# The Quest or the Battle?



## kaneda (Dec 1, 2005)

In fantasy which do you prefer.  The quest (e.g. Frodo and Sam) or the battle (aragorn). 

Personally I prefer the quests, I tend to skim over the battle scenes! but then that is because most of the time the magic is happening on the quest!  My friend (who prefers the battles) thinks it could be the male-female dynamic working there. 

So whats the opinions of the chronicles networks! what do you personally prefer and do you think it is gender related!


----------



## Teir (Dec 1, 2005)

Would i sound like a total fence-sitter if i said that i like quests that include battle?  - At this point I'm thinking about a lot of Edding's works.

Then again most quests have a battle element in them so how can they really be separated? That is, a battle will usually occur because of the quest, or the quest begins because of a battle which is occuring or may soon occur......
In my opinion the best situation is a tasteful mixture of the two.


----------



## YOSSARIAN (Dec 1, 2005)

I like reading about the strategy leading up to battle, i.e formations,techniques, equipment. I don't care for the actual fighting of the battles.  But all things considered, I prefer the quest.


----------



## Thunderchild (Dec 2, 2005)

definatly the battle becuase mostly cuz of the build up and come down - especially if it a good writer, on the other hand in sci - fi I prefer the more questlike side


----------



## cornelius (Dec 3, 2005)

well,this is a hard one. I think I 'm gonna go with the battle, ( build up and ( nicely said) come down) . can't resist a good rumble... The best is both. At least, that's what I try in my book. Note that , in LOTR, the battle is also a quest ( Be KING, Save HUMANITY!, ...) and that the quest contains some action as wel ( SHe Lob).


----------



## nixie (Dec 3, 2005)

The battle for me the quest is good but a decent battle brings the whole story to life


----------



## GOLLUM (Dec 3, 2005)

It really depends a bit upon who is writing the Quest and the Battle but genereally speaking I prefer the Battle to the Questr as I'm a fan of military fantasy.

I prefer my fantasy books to be without the forumlaic quest element as when you've read as extensively as I have it can become a little ho-hum....

The Battle however can still and often does sit quite comfortably within a more orginal plot line.


----------



## Culhwch (Dec 4, 2005)

Battles. But I'm a guy, so.... It's a vicarious thing, I think. All the action, none of the pain.


----------



## Foxbat (Dec 4, 2005)

The Quest. As Gollum says, it can be a bit formulaic but this is usually the area of the story where most of the character development takes place. I find this  the most interesting aspect.


----------



## Allanon (Dec 4, 2005)

definatley the battle because of the build up and tactics.


----------



## GOLLUM (Dec 4, 2005)

________

Direction A
In the forum thread, what does YOSSARIAN like to read about in the lead-up to a battle?
The rows that come next are unrelated to the forum thread.

Stored data
________

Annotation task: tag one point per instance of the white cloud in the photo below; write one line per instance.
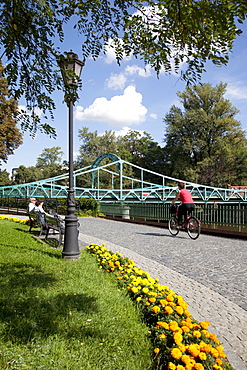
(116, 81)
(142, 72)
(125, 130)
(120, 110)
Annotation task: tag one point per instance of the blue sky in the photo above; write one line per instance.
(127, 97)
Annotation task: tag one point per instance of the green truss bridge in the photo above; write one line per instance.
(127, 183)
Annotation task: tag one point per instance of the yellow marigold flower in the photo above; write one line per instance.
(156, 309)
(219, 361)
(193, 350)
(198, 366)
(177, 338)
(179, 310)
(202, 356)
(185, 359)
(187, 313)
(197, 334)
(188, 367)
(185, 329)
(134, 290)
(163, 325)
(214, 352)
(162, 336)
(173, 325)
(214, 338)
(182, 347)
(176, 353)
(168, 310)
(171, 366)
(170, 298)
(206, 333)
(204, 324)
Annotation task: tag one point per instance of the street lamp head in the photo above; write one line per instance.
(71, 68)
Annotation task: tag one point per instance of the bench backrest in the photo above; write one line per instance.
(52, 222)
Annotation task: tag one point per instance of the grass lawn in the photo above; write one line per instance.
(58, 314)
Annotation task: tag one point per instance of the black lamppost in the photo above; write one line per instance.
(71, 68)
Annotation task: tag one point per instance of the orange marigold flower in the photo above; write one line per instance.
(168, 310)
(176, 353)
(156, 309)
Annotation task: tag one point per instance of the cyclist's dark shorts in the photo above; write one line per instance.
(186, 207)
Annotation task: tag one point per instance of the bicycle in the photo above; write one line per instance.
(191, 225)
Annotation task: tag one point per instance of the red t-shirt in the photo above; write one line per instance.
(185, 196)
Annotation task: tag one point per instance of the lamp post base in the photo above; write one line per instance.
(71, 248)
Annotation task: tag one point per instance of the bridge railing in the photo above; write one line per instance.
(224, 215)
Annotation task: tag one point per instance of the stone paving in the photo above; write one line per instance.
(210, 273)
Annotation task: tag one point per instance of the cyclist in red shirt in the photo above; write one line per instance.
(185, 197)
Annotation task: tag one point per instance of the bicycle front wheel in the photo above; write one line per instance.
(173, 226)
(193, 228)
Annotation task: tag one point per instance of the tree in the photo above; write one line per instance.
(161, 33)
(50, 156)
(204, 140)
(27, 174)
(4, 178)
(10, 135)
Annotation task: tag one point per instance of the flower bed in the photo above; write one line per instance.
(180, 342)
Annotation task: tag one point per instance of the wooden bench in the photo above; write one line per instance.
(35, 220)
(53, 223)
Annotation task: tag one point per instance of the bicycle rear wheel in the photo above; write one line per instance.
(193, 228)
(173, 226)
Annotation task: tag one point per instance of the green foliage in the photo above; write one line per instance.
(163, 34)
(63, 315)
(4, 178)
(204, 140)
(11, 137)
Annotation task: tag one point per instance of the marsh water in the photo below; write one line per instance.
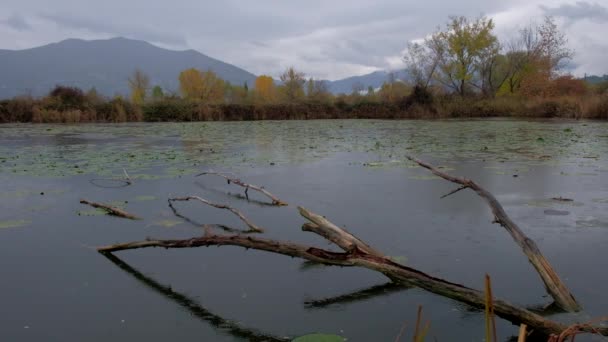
(56, 287)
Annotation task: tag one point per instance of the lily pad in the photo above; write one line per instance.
(319, 338)
(13, 224)
(167, 223)
(553, 212)
(92, 212)
(143, 198)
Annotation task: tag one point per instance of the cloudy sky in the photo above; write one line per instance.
(325, 39)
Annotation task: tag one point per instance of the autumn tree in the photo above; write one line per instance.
(422, 61)
(318, 91)
(536, 56)
(236, 94)
(202, 86)
(393, 89)
(158, 93)
(293, 84)
(139, 83)
(464, 47)
(265, 89)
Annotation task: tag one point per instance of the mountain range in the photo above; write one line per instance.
(106, 65)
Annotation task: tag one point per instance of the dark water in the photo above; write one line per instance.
(56, 287)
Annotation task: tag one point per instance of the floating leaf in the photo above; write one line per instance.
(167, 223)
(319, 338)
(92, 212)
(13, 223)
(145, 198)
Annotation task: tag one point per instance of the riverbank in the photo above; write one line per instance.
(120, 110)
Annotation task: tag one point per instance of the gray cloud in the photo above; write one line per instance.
(141, 32)
(16, 22)
(579, 10)
(325, 39)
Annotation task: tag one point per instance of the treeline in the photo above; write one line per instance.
(462, 70)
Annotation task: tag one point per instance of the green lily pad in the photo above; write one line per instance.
(400, 259)
(13, 224)
(92, 212)
(145, 198)
(319, 338)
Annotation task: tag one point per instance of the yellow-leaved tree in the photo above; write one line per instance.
(204, 86)
(139, 83)
(265, 89)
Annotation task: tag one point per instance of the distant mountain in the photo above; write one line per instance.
(103, 64)
(593, 79)
(374, 79)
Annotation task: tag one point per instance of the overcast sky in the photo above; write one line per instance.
(325, 39)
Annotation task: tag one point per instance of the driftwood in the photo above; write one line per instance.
(231, 327)
(275, 200)
(556, 288)
(111, 210)
(356, 253)
(353, 256)
(252, 226)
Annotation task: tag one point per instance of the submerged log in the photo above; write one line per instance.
(554, 285)
(252, 226)
(111, 210)
(403, 274)
(275, 200)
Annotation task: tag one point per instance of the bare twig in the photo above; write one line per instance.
(356, 257)
(361, 295)
(339, 236)
(252, 226)
(111, 210)
(454, 191)
(207, 226)
(230, 326)
(521, 337)
(129, 181)
(239, 182)
(552, 281)
(401, 332)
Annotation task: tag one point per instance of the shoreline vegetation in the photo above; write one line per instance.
(419, 104)
(460, 71)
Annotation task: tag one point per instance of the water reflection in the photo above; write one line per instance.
(218, 322)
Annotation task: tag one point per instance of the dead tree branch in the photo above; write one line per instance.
(275, 200)
(405, 275)
(111, 210)
(207, 226)
(219, 322)
(252, 226)
(361, 295)
(556, 288)
(339, 236)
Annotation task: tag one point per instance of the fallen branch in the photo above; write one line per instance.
(239, 182)
(129, 181)
(111, 210)
(339, 236)
(207, 226)
(405, 275)
(556, 288)
(252, 226)
(361, 295)
(232, 327)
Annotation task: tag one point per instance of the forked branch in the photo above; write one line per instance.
(556, 288)
(405, 275)
(229, 179)
(252, 226)
(111, 210)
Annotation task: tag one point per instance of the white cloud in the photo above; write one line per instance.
(325, 39)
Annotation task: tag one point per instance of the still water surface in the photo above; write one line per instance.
(56, 287)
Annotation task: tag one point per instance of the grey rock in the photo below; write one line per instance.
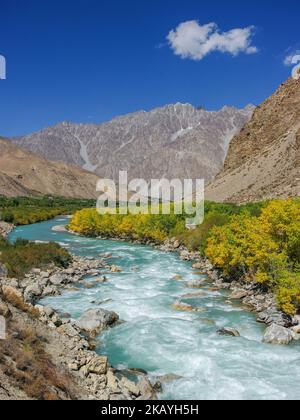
(195, 284)
(57, 279)
(238, 294)
(276, 334)
(94, 321)
(145, 143)
(32, 291)
(232, 332)
(50, 291)
(272, 316)
(3, 271)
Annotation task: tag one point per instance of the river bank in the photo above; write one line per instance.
(282, 329)
(178, 345)
(70, 343)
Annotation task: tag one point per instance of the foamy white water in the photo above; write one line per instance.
(162, 341)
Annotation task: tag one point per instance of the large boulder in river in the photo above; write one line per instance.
(276, 334)
(195, 284)
(273, 316)
(3, 271)
(94, 321)
(232, 332)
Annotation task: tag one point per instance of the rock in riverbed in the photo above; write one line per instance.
(3, 271)
(276, 334)
(59, 228)
(180, 306)
(238, 294)
(195, 284)
(95, 321)
(232, 332)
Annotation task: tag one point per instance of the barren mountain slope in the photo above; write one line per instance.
(23, 173)
(176, 141)
(263, 161)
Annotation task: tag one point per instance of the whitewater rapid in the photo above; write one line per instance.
(162, 341)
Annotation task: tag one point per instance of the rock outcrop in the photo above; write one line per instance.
(176, 141)
(263, 161)
(24, 174)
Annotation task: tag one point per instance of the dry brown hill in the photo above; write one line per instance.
(263, 161)
(22, 173)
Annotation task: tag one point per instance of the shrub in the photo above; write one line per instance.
(21, 257)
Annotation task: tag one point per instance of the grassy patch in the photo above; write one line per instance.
(24, 211)
(21, 257)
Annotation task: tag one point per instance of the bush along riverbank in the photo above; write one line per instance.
(56, 351)
(252, 250)
(28, 210)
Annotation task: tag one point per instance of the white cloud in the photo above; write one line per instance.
(292, 58)
(194, 41)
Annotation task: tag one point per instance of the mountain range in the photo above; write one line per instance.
(244, 155)
(263, 161)
(176, 141)
(24, 174)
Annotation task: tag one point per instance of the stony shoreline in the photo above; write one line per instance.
(71, 343)
(281, 328)
(6, 229)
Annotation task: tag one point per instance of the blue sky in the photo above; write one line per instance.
(90, 60)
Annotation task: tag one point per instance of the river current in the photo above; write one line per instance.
(161, 340)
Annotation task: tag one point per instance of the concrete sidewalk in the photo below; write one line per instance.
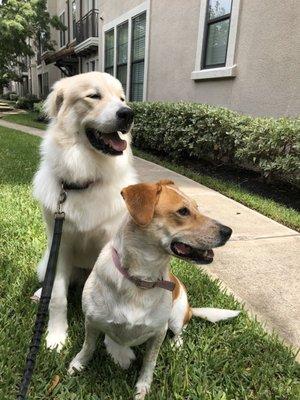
(260, 265)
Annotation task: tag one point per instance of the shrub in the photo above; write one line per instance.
(6, 96)
(13, 97)
(38, 108)
(218, 135)
(27, 102)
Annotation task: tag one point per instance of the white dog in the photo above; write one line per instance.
(130, 294)
(87, 149)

________

Direction B
Change "white dog" to "gray dog" in the rows, covering the stretch from the line containing "Annotation task: tag one point per instance of the white dog" through the end of the rows, and leave everything else the same.

Final result A
The strategy leading up to battle: formations, techniques and equipment.

Final result B
Annotation task: tag one point per instance of the gray dog in the photo above; write one line per instance.
(130, 294)
(87, 149)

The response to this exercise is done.